Exercise materials —
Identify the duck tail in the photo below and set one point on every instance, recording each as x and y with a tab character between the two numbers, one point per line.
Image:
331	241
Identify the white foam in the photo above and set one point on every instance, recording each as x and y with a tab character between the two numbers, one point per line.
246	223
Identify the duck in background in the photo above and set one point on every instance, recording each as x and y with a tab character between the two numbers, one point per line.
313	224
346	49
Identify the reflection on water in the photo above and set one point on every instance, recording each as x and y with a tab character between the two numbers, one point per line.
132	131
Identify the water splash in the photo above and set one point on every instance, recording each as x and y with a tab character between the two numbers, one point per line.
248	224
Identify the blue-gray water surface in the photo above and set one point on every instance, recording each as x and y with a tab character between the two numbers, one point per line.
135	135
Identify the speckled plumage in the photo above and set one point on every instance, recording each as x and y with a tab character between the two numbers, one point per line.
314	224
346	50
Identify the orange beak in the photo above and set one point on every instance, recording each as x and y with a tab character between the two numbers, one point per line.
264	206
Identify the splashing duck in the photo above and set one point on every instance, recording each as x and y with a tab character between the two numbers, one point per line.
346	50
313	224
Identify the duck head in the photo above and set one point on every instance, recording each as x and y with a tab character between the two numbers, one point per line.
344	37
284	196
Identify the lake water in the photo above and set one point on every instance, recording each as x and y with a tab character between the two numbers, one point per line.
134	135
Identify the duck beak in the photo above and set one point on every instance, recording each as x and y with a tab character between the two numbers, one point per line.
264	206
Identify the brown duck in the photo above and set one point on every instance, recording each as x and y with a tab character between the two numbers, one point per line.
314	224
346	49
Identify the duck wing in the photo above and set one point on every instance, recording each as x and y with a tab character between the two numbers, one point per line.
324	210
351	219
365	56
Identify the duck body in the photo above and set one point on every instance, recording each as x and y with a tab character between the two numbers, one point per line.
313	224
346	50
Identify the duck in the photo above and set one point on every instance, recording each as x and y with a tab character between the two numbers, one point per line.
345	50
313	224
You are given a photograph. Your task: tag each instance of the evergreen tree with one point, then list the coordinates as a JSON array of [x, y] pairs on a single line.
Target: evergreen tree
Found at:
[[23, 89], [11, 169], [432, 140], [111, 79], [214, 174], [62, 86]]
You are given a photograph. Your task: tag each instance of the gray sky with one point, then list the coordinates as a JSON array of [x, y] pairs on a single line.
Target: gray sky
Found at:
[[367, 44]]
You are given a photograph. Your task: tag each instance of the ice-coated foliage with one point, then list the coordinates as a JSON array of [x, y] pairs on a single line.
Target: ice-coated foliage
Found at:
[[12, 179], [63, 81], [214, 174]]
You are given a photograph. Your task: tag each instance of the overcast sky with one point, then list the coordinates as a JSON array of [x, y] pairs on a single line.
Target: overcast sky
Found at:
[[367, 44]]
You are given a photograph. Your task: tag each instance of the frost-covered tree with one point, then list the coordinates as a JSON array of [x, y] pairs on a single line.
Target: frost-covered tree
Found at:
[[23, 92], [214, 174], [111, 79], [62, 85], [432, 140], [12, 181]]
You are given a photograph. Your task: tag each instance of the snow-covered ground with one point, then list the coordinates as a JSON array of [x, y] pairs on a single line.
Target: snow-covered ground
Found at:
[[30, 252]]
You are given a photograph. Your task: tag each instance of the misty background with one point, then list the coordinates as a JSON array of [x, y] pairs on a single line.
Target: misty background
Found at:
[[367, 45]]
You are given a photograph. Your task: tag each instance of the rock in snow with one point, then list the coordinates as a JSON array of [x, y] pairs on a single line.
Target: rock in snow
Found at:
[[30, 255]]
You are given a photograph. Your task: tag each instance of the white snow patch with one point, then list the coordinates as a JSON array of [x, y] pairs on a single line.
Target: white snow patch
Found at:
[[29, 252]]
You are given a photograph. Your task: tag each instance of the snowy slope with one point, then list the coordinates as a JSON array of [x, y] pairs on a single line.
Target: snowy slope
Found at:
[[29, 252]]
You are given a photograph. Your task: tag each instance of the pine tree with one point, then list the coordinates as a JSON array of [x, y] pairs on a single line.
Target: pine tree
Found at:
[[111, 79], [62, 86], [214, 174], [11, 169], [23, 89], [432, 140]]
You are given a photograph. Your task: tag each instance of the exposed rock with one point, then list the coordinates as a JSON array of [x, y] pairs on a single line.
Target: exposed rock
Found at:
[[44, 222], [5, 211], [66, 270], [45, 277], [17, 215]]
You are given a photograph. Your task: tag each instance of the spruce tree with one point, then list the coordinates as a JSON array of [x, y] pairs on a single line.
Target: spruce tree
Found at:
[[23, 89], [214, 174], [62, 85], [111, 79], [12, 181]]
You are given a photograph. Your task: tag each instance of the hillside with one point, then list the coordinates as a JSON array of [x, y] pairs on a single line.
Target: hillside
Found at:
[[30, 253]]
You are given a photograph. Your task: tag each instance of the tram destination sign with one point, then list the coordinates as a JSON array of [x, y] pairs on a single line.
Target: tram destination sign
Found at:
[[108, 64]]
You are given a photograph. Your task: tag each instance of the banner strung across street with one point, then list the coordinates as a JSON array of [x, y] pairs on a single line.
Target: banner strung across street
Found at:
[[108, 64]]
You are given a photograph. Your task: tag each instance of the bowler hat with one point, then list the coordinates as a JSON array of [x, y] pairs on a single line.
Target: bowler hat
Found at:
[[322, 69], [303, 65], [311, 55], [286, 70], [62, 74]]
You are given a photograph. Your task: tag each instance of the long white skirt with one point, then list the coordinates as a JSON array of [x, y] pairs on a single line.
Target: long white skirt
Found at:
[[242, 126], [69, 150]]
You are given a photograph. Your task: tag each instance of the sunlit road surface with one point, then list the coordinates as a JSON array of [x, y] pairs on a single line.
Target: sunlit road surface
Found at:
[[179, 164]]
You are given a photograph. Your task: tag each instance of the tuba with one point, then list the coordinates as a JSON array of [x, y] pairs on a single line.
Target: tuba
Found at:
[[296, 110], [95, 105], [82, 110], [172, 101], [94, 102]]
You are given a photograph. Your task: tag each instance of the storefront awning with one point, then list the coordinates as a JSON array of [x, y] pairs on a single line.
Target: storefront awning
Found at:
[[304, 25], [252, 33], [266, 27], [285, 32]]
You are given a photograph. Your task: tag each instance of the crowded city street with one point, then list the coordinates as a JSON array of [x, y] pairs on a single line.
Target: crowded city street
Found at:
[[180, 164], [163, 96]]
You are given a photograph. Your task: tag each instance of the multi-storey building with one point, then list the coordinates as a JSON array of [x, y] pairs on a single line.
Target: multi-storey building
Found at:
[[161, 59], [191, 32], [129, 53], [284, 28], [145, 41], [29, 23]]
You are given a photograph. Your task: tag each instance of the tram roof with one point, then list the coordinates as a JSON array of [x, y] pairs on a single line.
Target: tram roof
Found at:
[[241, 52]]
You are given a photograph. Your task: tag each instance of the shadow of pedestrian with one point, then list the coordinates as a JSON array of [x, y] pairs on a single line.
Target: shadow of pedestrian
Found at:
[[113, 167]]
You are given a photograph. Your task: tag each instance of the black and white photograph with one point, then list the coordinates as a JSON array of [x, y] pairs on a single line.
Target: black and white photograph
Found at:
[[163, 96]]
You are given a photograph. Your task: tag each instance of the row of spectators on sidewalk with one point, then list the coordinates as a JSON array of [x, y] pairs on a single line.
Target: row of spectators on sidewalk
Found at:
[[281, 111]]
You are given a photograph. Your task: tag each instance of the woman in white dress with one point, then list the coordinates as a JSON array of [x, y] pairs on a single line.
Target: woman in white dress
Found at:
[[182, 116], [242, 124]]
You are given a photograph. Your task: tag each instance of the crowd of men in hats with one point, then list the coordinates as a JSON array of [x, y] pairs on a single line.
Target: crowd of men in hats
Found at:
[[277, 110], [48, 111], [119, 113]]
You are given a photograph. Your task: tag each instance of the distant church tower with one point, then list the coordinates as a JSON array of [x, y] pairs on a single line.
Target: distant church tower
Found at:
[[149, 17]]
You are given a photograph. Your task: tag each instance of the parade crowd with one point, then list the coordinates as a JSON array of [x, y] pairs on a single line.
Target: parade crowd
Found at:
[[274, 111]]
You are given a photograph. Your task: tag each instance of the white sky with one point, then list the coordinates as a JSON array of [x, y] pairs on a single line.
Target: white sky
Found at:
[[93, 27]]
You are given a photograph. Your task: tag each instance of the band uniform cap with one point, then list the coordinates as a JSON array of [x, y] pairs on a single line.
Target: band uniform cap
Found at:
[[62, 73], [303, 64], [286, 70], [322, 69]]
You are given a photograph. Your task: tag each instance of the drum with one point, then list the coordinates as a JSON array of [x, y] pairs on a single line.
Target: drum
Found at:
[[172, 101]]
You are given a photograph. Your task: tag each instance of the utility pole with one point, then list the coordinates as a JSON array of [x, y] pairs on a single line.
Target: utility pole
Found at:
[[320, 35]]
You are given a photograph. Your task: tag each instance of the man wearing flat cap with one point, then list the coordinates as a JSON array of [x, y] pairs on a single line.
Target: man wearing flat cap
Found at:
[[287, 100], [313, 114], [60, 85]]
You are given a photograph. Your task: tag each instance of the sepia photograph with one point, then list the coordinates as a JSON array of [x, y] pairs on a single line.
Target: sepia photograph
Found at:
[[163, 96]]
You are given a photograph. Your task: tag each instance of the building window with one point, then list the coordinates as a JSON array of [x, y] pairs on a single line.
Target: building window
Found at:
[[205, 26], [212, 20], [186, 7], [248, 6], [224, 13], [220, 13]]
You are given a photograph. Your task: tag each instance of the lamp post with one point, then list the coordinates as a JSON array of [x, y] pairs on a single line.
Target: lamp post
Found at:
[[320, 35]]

Task details — Read through the entries, then copy every line where the string "sunlit" is found.

Output of the exercise —
You are given a photograph. Your task: tag each instance of the sunlit road surface with one point, then list the coordinates as a JSON array of [x, y] pairs on a single line.
Target: sunlit road surface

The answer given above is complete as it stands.